----- RECORDED INFORMATION -----
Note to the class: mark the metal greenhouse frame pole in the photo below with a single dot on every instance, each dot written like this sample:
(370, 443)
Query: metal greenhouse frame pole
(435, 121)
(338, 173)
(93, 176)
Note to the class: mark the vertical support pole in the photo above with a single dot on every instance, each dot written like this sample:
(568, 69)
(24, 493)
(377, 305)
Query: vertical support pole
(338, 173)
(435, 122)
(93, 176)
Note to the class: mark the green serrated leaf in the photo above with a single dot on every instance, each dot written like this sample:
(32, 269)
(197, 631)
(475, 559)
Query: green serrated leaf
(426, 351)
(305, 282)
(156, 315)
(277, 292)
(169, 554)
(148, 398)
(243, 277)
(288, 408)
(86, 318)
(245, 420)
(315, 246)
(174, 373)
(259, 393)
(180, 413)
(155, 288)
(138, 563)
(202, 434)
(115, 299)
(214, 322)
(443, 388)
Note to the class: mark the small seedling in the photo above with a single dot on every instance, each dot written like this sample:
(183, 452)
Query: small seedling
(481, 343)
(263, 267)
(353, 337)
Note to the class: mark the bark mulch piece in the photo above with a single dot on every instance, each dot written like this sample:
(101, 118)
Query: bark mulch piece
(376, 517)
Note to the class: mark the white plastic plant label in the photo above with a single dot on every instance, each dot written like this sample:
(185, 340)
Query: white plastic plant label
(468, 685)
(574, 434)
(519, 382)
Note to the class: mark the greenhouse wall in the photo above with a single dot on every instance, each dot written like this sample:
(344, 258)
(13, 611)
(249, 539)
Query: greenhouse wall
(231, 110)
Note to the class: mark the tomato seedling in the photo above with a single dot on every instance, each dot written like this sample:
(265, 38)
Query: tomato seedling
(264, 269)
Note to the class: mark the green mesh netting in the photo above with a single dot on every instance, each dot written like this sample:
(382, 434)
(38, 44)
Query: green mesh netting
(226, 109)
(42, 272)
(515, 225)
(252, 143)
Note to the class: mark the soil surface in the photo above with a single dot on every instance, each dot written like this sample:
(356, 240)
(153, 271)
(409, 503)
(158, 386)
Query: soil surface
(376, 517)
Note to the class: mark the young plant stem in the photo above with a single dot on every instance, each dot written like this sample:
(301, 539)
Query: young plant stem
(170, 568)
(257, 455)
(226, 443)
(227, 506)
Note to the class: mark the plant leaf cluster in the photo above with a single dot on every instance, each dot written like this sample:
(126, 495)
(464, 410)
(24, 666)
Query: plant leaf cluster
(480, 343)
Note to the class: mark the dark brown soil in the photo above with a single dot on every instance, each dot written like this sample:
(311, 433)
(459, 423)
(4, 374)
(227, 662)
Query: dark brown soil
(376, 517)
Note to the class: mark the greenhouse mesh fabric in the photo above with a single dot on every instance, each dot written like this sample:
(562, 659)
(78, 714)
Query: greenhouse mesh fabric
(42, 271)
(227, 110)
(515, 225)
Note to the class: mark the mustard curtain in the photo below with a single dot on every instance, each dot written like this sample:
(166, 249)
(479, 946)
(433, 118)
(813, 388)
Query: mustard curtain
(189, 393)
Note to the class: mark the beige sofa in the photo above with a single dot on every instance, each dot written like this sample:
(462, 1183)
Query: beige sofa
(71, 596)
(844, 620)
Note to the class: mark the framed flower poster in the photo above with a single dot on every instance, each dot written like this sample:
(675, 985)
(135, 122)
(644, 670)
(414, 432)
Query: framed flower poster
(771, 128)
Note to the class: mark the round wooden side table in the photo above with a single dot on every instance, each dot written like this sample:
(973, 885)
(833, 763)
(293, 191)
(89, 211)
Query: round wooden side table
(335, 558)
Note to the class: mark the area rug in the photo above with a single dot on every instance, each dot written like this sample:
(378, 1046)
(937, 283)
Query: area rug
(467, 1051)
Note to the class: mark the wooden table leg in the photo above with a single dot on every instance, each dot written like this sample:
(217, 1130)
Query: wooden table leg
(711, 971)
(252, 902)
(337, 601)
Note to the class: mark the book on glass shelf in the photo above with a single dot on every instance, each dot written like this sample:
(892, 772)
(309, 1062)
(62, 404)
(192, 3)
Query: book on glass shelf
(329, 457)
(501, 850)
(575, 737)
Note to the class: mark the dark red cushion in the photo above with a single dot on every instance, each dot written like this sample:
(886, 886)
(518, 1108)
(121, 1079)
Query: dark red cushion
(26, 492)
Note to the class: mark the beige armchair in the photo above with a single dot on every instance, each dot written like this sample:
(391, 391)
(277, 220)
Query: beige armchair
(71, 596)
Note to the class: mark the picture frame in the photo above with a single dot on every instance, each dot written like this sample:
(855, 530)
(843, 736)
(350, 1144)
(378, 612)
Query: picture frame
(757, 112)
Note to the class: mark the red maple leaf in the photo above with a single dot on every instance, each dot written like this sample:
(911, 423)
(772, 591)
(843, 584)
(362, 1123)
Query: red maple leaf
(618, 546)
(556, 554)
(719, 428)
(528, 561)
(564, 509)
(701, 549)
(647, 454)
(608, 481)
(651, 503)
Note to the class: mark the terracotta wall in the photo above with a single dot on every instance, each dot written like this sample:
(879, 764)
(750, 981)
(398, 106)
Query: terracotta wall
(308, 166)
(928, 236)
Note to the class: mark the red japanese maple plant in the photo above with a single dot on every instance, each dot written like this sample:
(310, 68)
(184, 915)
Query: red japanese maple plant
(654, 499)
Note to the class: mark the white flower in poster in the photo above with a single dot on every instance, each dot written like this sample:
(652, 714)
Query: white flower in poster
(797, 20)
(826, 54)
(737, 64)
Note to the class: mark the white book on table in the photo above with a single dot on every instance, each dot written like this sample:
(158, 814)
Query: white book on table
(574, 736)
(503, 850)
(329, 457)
-----
**THE PROBLEM**
Give all the entries again exactly; leave none out.

**THE COMPLETED TASK**
Note to the class: mark the metal greenhouse frame pole in the photo below with a single dot on every instance, each dot written like this sample:
(370, 443)
Query: metal greenhouse frame pole
(435, 121)
(338, 173)
(93, 176)
Note to the class: mark the vertical support pole in the photo above with a single dot on every instance, each dot written like this sample:
(568, 69)
(24, 493)
(377, 305)
Query: vertical support pole
(338, 173)
(435, 122)
(93, 176)
Note to the class: mark the green serrated leaf in the photo above with a single dot on every instance, each dot written like this sample:
(32, 269)
(197, 631)
(475, 559)
Query: green serrated leaf
(426, 351)
(305, 282)
(156, 315)
(277, 292)
(169, 554)
(148, 398)
(243, 277)
(288, 408)
(86, 318)
(245, 420)
(315, 246)
(174, 373)
(259, 393)
(180, 413)
(155, 288)
(138, 563)
(202, 434)
(115, 299)
(214, 322)
(443, 388)
Note to the class: mark the small seedling in the photo above with a single dot on every instance, each dot written like this sample:
(183, 452)
Query: small seedling
(481, 343)
(263, 267)
(353, 337)
Note to the class: mark the bark mulch piece in the photo above with a single dot on every instance, each dot written like this sample:
(101, 118)
Query: bark mulch piece
(376, 517)
Note to the class: mark the white plastic plant label in the photo above with a single dot on every instance, each dot written like this sample:
(185, 340)
Query: white plastic plant label
(468, 685)
(574, 434)
(519, 382)
Note to the class: mark the greenhouse wall in the photo above with a single dot on every instance, each dot written like this sample:
(344, 258)
(13, 611)
(249, 539)
Query: greenhouse wall
(231, 110)
Note to the class: mark the tomato seedling in the photo above with a single dot on every instance, each dot written like this sample:
(265, 38)
Query: tomato seedling
(264, 269)
Note to the class: mark the green mesh netting in the photo above with a single dot on every instance, each dot written like this sample:
(382, 434)
(38, 44)
Query: green mesh netting
(226, 109)
(42, 272)
(515, 225)
(252, 143)
Note to the class: mark the soil surface in the photo above with a single dot on every instance, each dot written like this sample:
(356, 240)
(153, 271)
(409, 503)
(158, 386)
Query: soil surface
(376, 517)
Note to the class: mark the young plant stem in the photo above with a single dot on every instance, each dot written like this sample:
(301, 539)
Query: young plant stem
(170, 568)
(257, 455)
(226, 443)
(227, 506)
Note to the class: mark the plant leaf cluster in the photo above with a single dot on every instance, each dot written like this sample:
(126, 495)
(464, 410)
(24, 666)
Query: plant leaf cluster
(480, 343)
Note to the class: mark the dark brown soil in the photo above with a single dot on every instance, each dot written like this sample:
(311, 433)
(459, 423)
(4, 374)
(227, 662)
Query: dark brown soil
(376, 517)
Note to the class: mark the greenhouse mesh fabric in the photo above with a single dot on every instance, each dot written like this sample:
(562, 659)
(78, 714)
Query: greenhouse mesh fabric
(42, 271)
(227, 110)
(515, 225)
Note to the class: mark the mustard curtain in the photo below with a single dot on every instance, each dot written like this sample:
(166, 249)
(479, 946)
(433, 118)
(813, 388)
Query: mustard curtain
(189, 393)
Note to the class: mark the beige sofa in the photo above with a single dot on every instance, each dot written like this sample:
(462, 1183)
Query: beige sofa
(71, 596)
(844, 620)
Note to the class: mark the framed flower poster in the photo above with a single dot on every instance, each dot written like this sample:
(675, 985)
(135, 122)
(644, 670)
(414, 432)
Query: framed flower poster
(771, 128)
Note to the class: mark the round wooden side table in the photo above with a single dot on every instance, each dot written like this sample:
(973, 885)
(833, 763)
(293, 191)
(89, 211)
Query: round wooden side table
(335, 558)
Note to the class: mark the area rug in the photo above with a single dot on every instance, each dot written like this sample:
(378, 1046)
(937, 283)
Query: area rug
(467, 1051)
Note to the class: mark the wooden table leg in the photo above with a single dot on every instance, each dot written like this sample:
(217, 1130)
Query: wooden table leg
(711, 971)
(252, 902)
(337, 601)
Note to the class: mark the book on glass shelf in the photo above with a single dot on every instance, each dot written like this sample:
(892, 772)
(309, 1062)
(62, 404)
(192, 3)
Query: book on glass shelf
(329, 457)
(501, 850)
(575, 737)
Note to the class: mark the dark red cushion in the photo above with a single dot on every instance, each dot written like this sample:
(886, 886)
(518, 1108)
(121, 1079)
Query: dark red cushion
(26, 492)
Note to the class: mark the beige armchair in the photo above with a single dot on every instance, each dot written like this sample:
(391, 391)
(277, 220)
Query: beige armchair
(71, 596)
Note to the class: mark the picture frame in the photo above with a single dot on every instance, each dot written like this sample:
(855, 530)
(843, 736)
(350, 1144)
(378, 612)
Query: picture frame
(757, 112)
Note to the class: mark the red maple leaf in the photo above with a single dot on every instance, each dot written like this sample:
(911, 423)
(772, 591)
(843, 584)
(362, 1123)
Query: red maple leaf
(618, 546)
(556, 554)
(719, 428)
(528, 561)
(564, 509)
(701, 549)
(647, 454)
(608, 481)
(651, 503)
Note to the class: mark the terracotta wall in the photo above with a single dot on every instance, each dot written like this sample:
(879, 764)
(750, 981)
(398, 106)
Query: terracotta wall
(308, 166)
(928, 236)
Note to the class: mark the red japanese maple plant in the photo above with a single dot on every instance, each dot written like this sample:
(310, 68)
(184, 915)
Query: red japanese maple plant
(654, 499)
Note to the class: mark the white flower in poster in the photo above with a single dot on every instance, each dot written like this sample:
(652, 714)
Query: white flower in poster
(797, 20)
(826, 54)
(737, 64)
Note to the class: mark the white book on table in the photo above with a single dot on every instance, each dot written like this sample:
(158, 814)
Query: white book on table
(574, 736)
(503, 850)
(329, 457)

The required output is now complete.